Stephen Fry reveals full hell of his O2 stage fall agony

Stephen Fry reveals full hell of his O2 stage fall agony: Star, 66, smashed pelvis, ribs and leg and needed controversial painkiller Oxycontin in hospital as medics told him he was lucky to ever walk again

  • The 66-year-old was speaking at the CogX Festival when the accident happened
  • He was later treated at Queen Elizabeth Hospital in Woolwich for his injuries  

Stephen Fry has revealed the full hell of his O2 stage fall in a radio interview, discussing how he broken several bones and being offered controversial painkiller Oxycontin.

The actor and broadcaster, 66, had been speaking at the £495-ticket CogX Festival at The O2 when the accident happened in September. Mr Fry had finished his talk and was exiting the stage when he tumbled six feet off the edge to the floor.

He was later seen in November using a walking stick, and appeared to be in high spirits at the time. 

In an interview with BBC Radio Two, he revealed the full extent of his injuries, and that he is no longer using a cane to help with his mobility. 

‘I was doing an event at the O2 arena’, he told host Claudia Winkleman. ‘I did my hour after delivering this lecture, turned to go off stage and didn’t realise I was walking off a part stage where there was nothing but a six-foot drop onto concrete. 

‘I broke my right leg in a couple of places, my pelvis in four places and a bunch of ribs. I’m now fine. I’m now without a stick. 

Mr Fry broke his right leg in a several places, his pelvis in four places and some of his ribs 

The actor and broadcaster, 66, had been speaking at the £495-ticket CogX Festival at The O2 when the accident happened in September

‘It’s been fine so far but I feel slightly self-conscious without the stick. The cane, more than helping me walk, is a flag o everyone around. I live in the centre of London where the pavements are absolutely packed. So [this time of year] you get slightly nervous with people stopping to take pictures of lights, or the [pavement] is slightly slippy’. 

He also shared his experience of being at Queen Elizabeth Woolwich, where he was offered the controversial pain killing drug Oxycontin after the accident. 

‘[It’s] not a famous hospital but doing extraordinary work every day’, he said. ‘They were brilliant to me. They are under a huge amount of pressure but they delivered everything I could have possibly wanted.

‘The first night they took me to hospital, the nurse brought out this little pot with pills in and I asked what they were. She said that’s zolpidem to help you sleep, this is this, and this one is for your pain. It’s called Oxycontin. 

‘I said what? That’s the highly addictive opioid drug that is basically behind the opioid crisis. So I said no, I don’t think I should have that. 

‘Anyway the next morning, the surgeon comes round and said oh you’ve been refusing the pain killing. And I said it was very kind of you, but I’ll put up with a bit more pain.

‘He said you misunderstand I didn’t prescribe it for your sake at all, I prescribed it for the sake of the NHS.

(Dataset excerpts)
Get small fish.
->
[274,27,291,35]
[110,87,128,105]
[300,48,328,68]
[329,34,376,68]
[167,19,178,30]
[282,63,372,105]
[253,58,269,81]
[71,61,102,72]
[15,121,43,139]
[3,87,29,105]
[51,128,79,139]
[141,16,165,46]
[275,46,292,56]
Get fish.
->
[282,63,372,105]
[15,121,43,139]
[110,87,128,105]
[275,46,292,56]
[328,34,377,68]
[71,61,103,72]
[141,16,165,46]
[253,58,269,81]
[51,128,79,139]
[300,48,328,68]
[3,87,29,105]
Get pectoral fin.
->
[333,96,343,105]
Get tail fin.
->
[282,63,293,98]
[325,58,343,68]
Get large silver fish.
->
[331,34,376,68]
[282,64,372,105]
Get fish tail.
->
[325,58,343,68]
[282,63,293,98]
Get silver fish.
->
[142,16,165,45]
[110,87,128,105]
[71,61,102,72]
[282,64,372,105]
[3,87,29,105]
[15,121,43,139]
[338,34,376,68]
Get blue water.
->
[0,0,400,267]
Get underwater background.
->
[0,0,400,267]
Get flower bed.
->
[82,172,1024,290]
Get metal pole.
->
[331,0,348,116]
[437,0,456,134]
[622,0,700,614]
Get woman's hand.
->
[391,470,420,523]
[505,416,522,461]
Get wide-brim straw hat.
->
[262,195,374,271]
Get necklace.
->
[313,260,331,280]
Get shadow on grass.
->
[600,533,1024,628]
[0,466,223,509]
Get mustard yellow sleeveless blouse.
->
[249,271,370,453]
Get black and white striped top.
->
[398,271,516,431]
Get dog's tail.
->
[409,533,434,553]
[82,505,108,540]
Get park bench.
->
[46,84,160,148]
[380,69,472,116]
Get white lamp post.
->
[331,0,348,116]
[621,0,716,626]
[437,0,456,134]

Problems to work on
A: In the article about Stephen Fry's stage fall, who hosted the BBC Radio Two interview where he described his injuries?
B: Repeat the part of the Stephen Fry article that starts at "He also shared" and ends at "after the accident.".

Set of answers
A: Claudia Winkleman

B:
He also shared his experience of being at Queen Elizabeth Woolwich, where he was offered the controversial pain killing drug Oxycontin after the accident.